### [What you will do]
Render every entry exactly as it appears.

• • • •

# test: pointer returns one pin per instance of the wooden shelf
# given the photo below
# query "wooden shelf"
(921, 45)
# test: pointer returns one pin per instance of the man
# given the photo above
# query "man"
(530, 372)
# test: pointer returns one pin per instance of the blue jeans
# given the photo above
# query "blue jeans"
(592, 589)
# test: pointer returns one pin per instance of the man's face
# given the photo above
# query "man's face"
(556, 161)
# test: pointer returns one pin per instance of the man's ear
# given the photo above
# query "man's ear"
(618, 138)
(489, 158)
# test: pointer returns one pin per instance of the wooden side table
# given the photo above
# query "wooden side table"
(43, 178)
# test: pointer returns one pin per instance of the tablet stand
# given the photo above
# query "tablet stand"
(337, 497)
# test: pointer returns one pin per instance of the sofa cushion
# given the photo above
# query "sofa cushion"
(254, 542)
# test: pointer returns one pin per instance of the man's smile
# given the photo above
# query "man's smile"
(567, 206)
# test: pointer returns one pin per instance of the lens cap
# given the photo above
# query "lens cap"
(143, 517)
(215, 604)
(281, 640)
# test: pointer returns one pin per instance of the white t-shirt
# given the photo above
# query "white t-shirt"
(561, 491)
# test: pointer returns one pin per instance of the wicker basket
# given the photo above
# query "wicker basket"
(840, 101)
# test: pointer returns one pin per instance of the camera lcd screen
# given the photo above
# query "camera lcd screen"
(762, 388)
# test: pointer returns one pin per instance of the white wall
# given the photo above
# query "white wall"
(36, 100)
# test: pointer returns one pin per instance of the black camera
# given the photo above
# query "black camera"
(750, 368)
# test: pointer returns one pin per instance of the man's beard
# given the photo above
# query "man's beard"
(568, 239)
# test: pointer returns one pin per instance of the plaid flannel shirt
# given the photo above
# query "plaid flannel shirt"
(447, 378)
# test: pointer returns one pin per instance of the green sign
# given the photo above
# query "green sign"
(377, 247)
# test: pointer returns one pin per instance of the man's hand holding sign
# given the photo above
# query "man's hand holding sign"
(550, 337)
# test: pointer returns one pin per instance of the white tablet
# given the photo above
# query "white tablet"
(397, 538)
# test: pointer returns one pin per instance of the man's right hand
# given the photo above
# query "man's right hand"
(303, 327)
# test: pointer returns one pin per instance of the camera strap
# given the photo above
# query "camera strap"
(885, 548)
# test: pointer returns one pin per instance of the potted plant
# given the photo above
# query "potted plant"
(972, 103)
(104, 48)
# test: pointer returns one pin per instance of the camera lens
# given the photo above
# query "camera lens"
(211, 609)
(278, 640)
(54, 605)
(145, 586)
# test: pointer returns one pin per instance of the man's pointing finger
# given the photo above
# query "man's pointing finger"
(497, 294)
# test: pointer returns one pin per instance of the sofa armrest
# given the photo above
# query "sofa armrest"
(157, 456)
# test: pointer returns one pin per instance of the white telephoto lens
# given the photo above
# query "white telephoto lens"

• • • •

### [The response]
# test: pointer returns one pin per instance of the wooden shelf
# given the photo below
# query "wooden shelf"
(921, 45)
# test: pointer returns one pin per instance of the man
# given the photo above
# query "man"
(530, 372)
# test: pointer returns one pin per instance of the blue jeans
# given the photo above
# query "blue jeans"
(592, 589)
# test: pointer returns one pin per instance of the man's face
# given the photo above
# query "man's face"
(556, 161)
# test: pointer returns one pin per instance of the man's ear
# given the photo above
# query "man's ear"
(618, 138)
(489, 158)
# test: pointer returns one pin per instance of the wooden side table
# given the photo above
# query "wooden side table"
(43, 178)
# test: pointer returns one pin per instance of the tablet stand
# given the photo above
# query "tablet stand"
(337, 497)
# test: pointer returns one pin per instance of the sofa cushion
# given the photo above
# query "sofa cushion"
(254, 542)
# test: pointer returns one pin per instance of the man's smile
# given the photo above
# query "man's smile"
(567, 206)
# test: pointer returns one pin per instance of the lens cap
# given the photo above
# query "lens cap"
(143, 517)
(215, 604)
(281, 640)
# test: pointer returns one pin per instance of the white t-shirt
# given the photo above
# query "white t-shirt"
(561, 491)
# test: pointer returns one pin per instance of the wicker basket
# given the photo above
# query "wicker basket"
(840, 101)
# test: pointer returns one pin per instance of the camera lcd screen
# given the photo above
# query "camera lcd screen"
(762, 388)
# test: pointer returns one pin per instance of the white wall
# given the photo above
# query "white wall"
(36, 100)
# test: pointer returns one pin per instance of the black camera
# given the photo above
# query "black camera"
(750, 368)
# test: pointer returns one pin per instance of the man's beard
# given the photo above
# query "man's beard"
(568, 239)
# test: pointer returns one pin per instance of the plaid flannel shirt
# given the photo above
# query "plaid flannel shirt"
(447, 378)
# test: pointer returns one pin per instance of the green sign
# given the photo above
# query "green sign"
(377, 247)
# test: pointer returns one pin per instance of the man's hand holding sign
# given the photo above
# query "man's hand holding sign"
(550, 337)
# test: pointer returns one pin per instance of the white tablet
# given the photo above
# query "white tablet"
(397, 538)
# test: pointer returns one pin per instance of the man's right hand
# given the photo above
# query "man's right hand"
(303, 327)
# test: pointer returns one pin per instance of the camera strap
# given the photo above
# query "camera strap"
(885, 548)
# test: pointer returns one pin per instance of the potted plant
# given the photo above
# query "potted plant"
(972, 103)
(104, 48)
# test: pointer returns one pin per instance of the camera lens
# given the photo above
# query "camera lens"
(211, 609)
(278, 640)
(54, 605)
(145, 586)
# test: pointer returns one pin per instance of the man's pointing finger
# given the photo above
# query "man's pointing finger"
(497, 294)
# test: pointer returns one pin per instance of the sofa armrest
# given the photo above
# query "sofa armrest"
(157, 456)
# test: pointer returns one pin per instance of the white telephoto lens
# given the photo above
# query "white telephoto lens"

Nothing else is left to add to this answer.